═══ 記録一覧

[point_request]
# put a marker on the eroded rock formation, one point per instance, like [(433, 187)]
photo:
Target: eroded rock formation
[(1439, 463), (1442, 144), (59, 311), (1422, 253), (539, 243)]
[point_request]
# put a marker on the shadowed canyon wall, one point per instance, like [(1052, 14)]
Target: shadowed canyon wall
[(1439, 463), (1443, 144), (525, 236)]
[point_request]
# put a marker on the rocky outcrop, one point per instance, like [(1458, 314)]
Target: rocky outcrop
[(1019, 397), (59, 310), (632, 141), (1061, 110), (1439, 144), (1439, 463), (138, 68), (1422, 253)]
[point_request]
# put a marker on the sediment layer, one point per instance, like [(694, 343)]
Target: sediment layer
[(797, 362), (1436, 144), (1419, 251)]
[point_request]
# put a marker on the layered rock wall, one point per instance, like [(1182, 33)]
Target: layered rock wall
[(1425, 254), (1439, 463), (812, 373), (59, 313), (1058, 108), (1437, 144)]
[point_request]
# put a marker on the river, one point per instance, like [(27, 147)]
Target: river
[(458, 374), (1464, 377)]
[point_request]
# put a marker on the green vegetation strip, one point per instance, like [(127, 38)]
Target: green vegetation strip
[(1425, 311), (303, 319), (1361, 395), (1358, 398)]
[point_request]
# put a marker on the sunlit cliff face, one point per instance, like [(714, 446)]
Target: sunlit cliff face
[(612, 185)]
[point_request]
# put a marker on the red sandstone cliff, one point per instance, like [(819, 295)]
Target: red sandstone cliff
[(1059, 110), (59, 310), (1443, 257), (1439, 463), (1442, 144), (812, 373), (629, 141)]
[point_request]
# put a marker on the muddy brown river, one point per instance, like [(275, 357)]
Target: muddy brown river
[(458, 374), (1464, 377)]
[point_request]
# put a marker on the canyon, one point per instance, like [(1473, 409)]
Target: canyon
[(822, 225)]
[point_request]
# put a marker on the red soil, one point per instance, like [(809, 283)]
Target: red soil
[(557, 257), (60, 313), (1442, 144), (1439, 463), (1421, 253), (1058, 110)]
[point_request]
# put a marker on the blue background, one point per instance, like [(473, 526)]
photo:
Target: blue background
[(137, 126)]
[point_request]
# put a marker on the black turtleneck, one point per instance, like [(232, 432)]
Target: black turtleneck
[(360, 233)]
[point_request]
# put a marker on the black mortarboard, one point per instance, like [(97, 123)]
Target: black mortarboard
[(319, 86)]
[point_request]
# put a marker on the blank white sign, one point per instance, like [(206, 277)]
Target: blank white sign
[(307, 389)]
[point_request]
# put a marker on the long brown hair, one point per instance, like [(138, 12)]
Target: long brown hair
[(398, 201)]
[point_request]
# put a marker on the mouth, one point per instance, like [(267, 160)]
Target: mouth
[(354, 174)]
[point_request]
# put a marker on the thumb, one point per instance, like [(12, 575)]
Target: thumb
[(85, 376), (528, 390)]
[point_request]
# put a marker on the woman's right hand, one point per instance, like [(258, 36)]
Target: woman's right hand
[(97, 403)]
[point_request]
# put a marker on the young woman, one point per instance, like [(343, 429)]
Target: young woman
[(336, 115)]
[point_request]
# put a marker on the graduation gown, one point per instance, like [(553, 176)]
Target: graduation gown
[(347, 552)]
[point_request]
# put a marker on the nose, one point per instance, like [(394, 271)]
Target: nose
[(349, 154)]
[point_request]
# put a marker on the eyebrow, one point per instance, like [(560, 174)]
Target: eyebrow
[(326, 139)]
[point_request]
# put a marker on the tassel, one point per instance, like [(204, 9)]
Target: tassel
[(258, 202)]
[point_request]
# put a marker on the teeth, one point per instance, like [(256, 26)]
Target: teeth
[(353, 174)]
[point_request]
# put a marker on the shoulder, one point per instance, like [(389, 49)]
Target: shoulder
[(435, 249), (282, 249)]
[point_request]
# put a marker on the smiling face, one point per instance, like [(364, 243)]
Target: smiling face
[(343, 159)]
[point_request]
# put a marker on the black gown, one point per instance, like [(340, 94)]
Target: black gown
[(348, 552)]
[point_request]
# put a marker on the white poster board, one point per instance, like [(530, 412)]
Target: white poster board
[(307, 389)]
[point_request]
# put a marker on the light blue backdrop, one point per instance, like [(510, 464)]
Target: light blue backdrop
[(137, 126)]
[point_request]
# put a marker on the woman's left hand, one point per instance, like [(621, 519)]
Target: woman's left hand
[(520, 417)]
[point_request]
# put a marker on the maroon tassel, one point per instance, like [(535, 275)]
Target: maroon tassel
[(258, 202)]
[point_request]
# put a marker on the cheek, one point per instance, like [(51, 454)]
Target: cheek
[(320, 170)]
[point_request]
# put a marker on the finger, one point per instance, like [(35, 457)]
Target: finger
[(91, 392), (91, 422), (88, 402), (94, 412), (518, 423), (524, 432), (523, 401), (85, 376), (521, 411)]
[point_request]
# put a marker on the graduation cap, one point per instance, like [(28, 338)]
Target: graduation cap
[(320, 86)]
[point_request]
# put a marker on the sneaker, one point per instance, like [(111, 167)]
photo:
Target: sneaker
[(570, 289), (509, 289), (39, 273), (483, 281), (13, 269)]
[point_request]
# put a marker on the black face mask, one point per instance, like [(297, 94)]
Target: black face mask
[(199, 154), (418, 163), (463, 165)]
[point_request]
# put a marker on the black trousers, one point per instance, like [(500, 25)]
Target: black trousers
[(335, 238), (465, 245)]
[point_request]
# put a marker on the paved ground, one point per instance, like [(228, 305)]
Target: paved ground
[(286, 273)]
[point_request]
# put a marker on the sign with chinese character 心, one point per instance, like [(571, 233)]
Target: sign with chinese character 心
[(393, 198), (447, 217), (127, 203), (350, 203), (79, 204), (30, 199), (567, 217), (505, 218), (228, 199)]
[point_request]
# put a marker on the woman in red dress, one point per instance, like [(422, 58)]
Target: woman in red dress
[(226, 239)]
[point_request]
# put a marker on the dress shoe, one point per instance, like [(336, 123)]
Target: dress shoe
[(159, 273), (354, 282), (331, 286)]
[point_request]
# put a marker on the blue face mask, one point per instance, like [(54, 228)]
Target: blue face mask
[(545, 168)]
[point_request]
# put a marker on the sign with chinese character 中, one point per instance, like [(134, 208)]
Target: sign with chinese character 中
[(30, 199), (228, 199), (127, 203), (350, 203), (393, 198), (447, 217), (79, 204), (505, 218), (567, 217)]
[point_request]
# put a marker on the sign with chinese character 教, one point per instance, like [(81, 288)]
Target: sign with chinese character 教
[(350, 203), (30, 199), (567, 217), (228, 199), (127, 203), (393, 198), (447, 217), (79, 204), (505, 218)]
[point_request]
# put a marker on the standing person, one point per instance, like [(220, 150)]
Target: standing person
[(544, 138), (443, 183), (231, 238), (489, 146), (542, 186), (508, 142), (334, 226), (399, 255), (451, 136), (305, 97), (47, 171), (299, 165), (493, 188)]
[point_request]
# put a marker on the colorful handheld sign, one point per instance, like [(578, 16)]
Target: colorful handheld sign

══════

* _演習課題_:
先頭の行から始め、「[(612, 185)]」を含む行で終わる範囲(両端を含む)を、1行を1つの文字列とするJSONリストに整形せよ。空行は除外すること。

* _課題への回答_:
[
  "[point_request]",
  "# put a marker on the eroded rock formation, one point per instance, like [(433, 187)]",
  "photo:",
  "Target: eroded rock formation",
  "[(1439, 463), (1442, 144), (59, 311), (1422, 253), (539, 243)]",
  "[point_request]",
  "# put a marker on the shadowed canyon wall, one point per instance, like [(1052, 14)]",
  "Target: shadowed canyon wall",
  "[(1439, 463), (1443, 144), (525, 236)]",
  "[point_request]",
  "# put a marker on the rocky outcrop, one point per instance, like [(1458, 314)]",
  "Target: rocky outcrop",
  "[(1019, 397), (59, 310), (632, 141), (1061, 110), (1439, 144), (1439, 463), (138, 68), (1422, 253)]",
  "[point_request]",
  "# put a marker on the sediment layer, one point per instance, like [(694, 343)]",
  "Target: sediment layer",
  "[(797, 362), (1436, 144), (1419, 251)]",
  "[point_request]",
  "# put a marker on the layered rock wall, one point per instance, like [(1182, 33)]",
  "Target: layered rock wall",
  "[(1425, 254), (1439, 463), (812, 373), (59, 313), (1058, 108), (1437, 144)]",
  "[point_request]",
  "# put a marker on the river, one point per instance, like [(27, 147)]",
  "Target: river",
  "[(458, 374), (1464, 377)]",
  "[point_request]",
  "# put a marker on the green vegetation strip, one point per instance, like [(127, 38)]",
  "Target: green vegetation strip",
  "[(1425, 311), (303, 319), (1361, 395), (1358, 398)]",
  "[point_request]",
  "# put a marker on the sunlit cliff face, one point per instance, like [(714, 446)]",
  "Target: sunlit cliff face",
  "[(612, 185)]"
]